[TEXTAUSZUG]:
- - - - -
Nach einem langwierigen Genehmigungs- und Rückbauprozess soll in 15 bis 20 Jahren vom Meiler nichts mehr zu sehen sein: Nur ein Zwischenlager für abgebrannte Brennstäbe wird 2035 am Elbufer bei Geesthacht südöstlich von Hamburg noch an den AKW-Standort erinnern.
Neben dem Atomkraftwerk in Geesthacht befindet sich seit dem Jahre 2006 noch ein Zwischenlager, in dem vor allem Castorbehälter mit abgebrannten Brennstäben gelagert werden.
Überraschender Zeitpunkt
Der Rückbauantrag zu diesem Zeitpunkt überrascht: Beobachter hatten erwartet, dass Vattenfall das seit Jahren stillgelegte AKW so lange stehen lässt, bis die verschiedenen Schadenersatzklagen des Konzerns gegen die Bundesregierung zu den Folgen des Atomausstiegs entschieden sind. Doch die Juristen des Konzerns sind offenbar der Ansicht, dass ein Abriss der Anlage keinen Einfluss auf die Rechtsposition des Konzerns in den Verfahren hat.
- - - - -
[BEREITGESTELLTE DATENSÄTZE]:
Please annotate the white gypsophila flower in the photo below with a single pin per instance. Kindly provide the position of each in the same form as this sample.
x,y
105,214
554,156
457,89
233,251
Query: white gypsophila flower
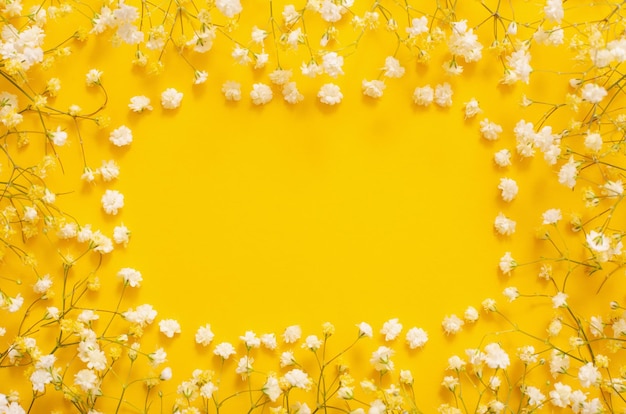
x,y
139,103
593,93
518,67
471,108
504,225
130,276
508,188
507,263
332,64
490,130
280,76
452,324
464,42
286,359
204,335
112,201
169,327
171,98
554,10
157,357
58,137
261,94
121,136
224,350
471,314
330,94
292,334
559,300
93,77
511,293
373,88
312,342
593,141
231,91
365,329
418,26
502,158
424,95
551,216
311,69
244,366
391,329
416,338
229,8
142,316
121,235
443,95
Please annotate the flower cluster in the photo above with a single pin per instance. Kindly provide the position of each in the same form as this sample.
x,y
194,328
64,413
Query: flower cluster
x,y
57,340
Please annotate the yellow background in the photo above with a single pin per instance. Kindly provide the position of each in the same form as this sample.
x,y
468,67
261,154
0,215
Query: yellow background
x,y
256,218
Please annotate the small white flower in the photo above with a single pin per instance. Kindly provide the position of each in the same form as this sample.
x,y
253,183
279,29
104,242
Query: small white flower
x,y
365,329
231,91
58,137
490,130
121,136
330,94
452,324
112,201
392,68
508,188
204,335
472,108
593,93
171,98
292,334
502,158
443,95
551,216
93,77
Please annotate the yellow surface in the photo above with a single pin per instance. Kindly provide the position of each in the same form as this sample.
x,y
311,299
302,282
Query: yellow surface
x,y
256,218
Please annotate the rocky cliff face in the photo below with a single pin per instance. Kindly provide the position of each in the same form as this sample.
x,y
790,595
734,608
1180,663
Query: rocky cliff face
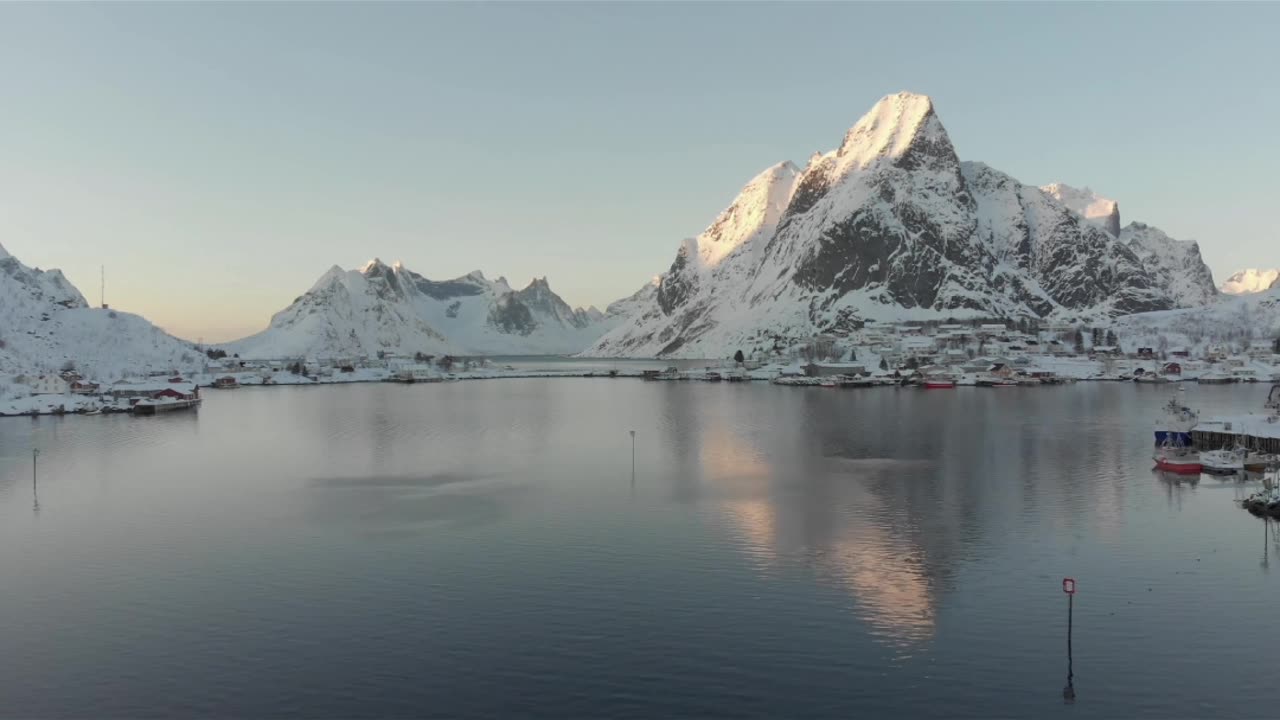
x,y
1252,279
888,226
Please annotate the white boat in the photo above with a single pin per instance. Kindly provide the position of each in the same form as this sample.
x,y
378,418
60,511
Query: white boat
x,y
1173,456
1261,461
1223,461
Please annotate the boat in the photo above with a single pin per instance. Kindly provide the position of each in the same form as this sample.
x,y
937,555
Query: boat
x,y
1260,463
158,405
940,381
1176,459
417,374
1266,501
1176,423
1223,461
1216,379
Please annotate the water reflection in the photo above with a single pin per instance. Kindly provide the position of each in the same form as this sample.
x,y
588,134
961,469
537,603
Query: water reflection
x,y
844,529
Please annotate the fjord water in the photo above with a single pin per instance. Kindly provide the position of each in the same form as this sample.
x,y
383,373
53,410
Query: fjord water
x,y
480,548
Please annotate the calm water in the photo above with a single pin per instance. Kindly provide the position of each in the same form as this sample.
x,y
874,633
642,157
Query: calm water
x,y
480,548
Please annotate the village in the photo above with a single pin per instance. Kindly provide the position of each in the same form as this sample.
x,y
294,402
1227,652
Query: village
x,y
933,355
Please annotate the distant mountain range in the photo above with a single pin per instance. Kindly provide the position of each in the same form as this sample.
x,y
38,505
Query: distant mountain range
x,y
392,309
892,224
48,326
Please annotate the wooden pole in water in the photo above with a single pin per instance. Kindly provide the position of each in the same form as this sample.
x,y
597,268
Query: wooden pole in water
x,y
35,495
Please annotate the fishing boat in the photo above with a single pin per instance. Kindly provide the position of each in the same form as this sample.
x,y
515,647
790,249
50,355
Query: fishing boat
x,y
668,374
1176,423
1223,461
158,405
1176,459
1260,463
1266,501
940,381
- - - - -
[FOLGENDES BEARBEITEN]:
A. Gib den Abschnitt aus dem Text zum AKW-Rückbau von "Nach einem langwierigen" bis "den Verfahren hat." wortgetreu wieder.
B. Seit welchem Jahr befindet sich laut dem Text zum AKW-Rückbau neben dem Atomkraftwerk in Geesthacht ein Zwischenlager?
C. Schreibe den Text zum AKW-Rückbau im Anschluss an seinen letzten Satz weiter.
Die Datensätze werden hier nicht gebraucht.

[ANTWORTEN JE PUNKT]:
A.
Nach einem langwierigen Genehmigungs- und Rückbauprozess soll in 15 bis 20 Jahren vom Meiler nichts mehr zu sehen sein: Nur ein Zwischenlager für abgebrannte Brennstäbe wird 2035 am Elbufer bei Geesthacht südöstlich von Hamburg noch an den AKW-Standort erinnern.
Neben dem Atomkraftwerk in Geesthacht befindet sich seit dem Jahre 2006 noch ein Zwischenlager, in dem vor allem Castorbehälter mit abgebrannten Brennstäben gelagert werden.
Überraschender Zeitpunkt
Der Rückbauantrag zu diesem Zeitpunkt überrascht: Beobachter hatten erwartet, dass Vattenfall das seit Jahren stillgelegte AKW so lange stehen lässt, bis die verschiedenen Schadenersatzklagen des Konzerns gegen die Bundesregierung zu den Folgen des Atomausstiegs entschieden sind. Doch die Juristen des Konzerns sind offenbar der Ansicht, dass ein Abriss der Anlage keinen Einfluss auf die Rechtsposition des Konzerns in den Verfahren hat.

B. Seit dem Jahr 2006.

C.
Der Konzern reichte den Abrissantrag zu Beginn dieser Woche bei der zuständigen Aufsichtsbehörde, dem Ministerium für Energiewende, Landwirtschaft, Umwelt und ländliche Räume (Melur), in Kiel ein.
"Der Verlauf des Genehmigungsverfahrens in Brunsbüttel dient uns als Erfahrungsbasis – die Erfahrungen, die wir bereits gesammelt haben, fließen in Krümmel mit ein", erklärt Pieter Wasmuth, Geschäftsführer der Vattenfall Europe Nuclear Energy, die Entscheidung für den Antrag zum jetzigen Zeitpunkt: "Deshalb gehen wir davon aus, dass wir den Sicherheitsbericht für Krümmel schon in den kommenden Monaten einreichen können."
Informationen auf Facebook geplant
Der Sicherheitsbericht ist nach Konzernangaben ein wesentliches Element im Genehmigungsverfahren zur Stilllegung und zum Abbau des Kernkraftwerks und beschreibt den Gesamtprozess des rund 15 bis 20 Jahre dauernden Rückbaus. "Der Bericht ist öffentlich und informiert auch Dritte, zum Beispiel betroffene Anwohner, ob und wie sie durch das Vorhaben berührt sein könnten", sagte Wasmuth.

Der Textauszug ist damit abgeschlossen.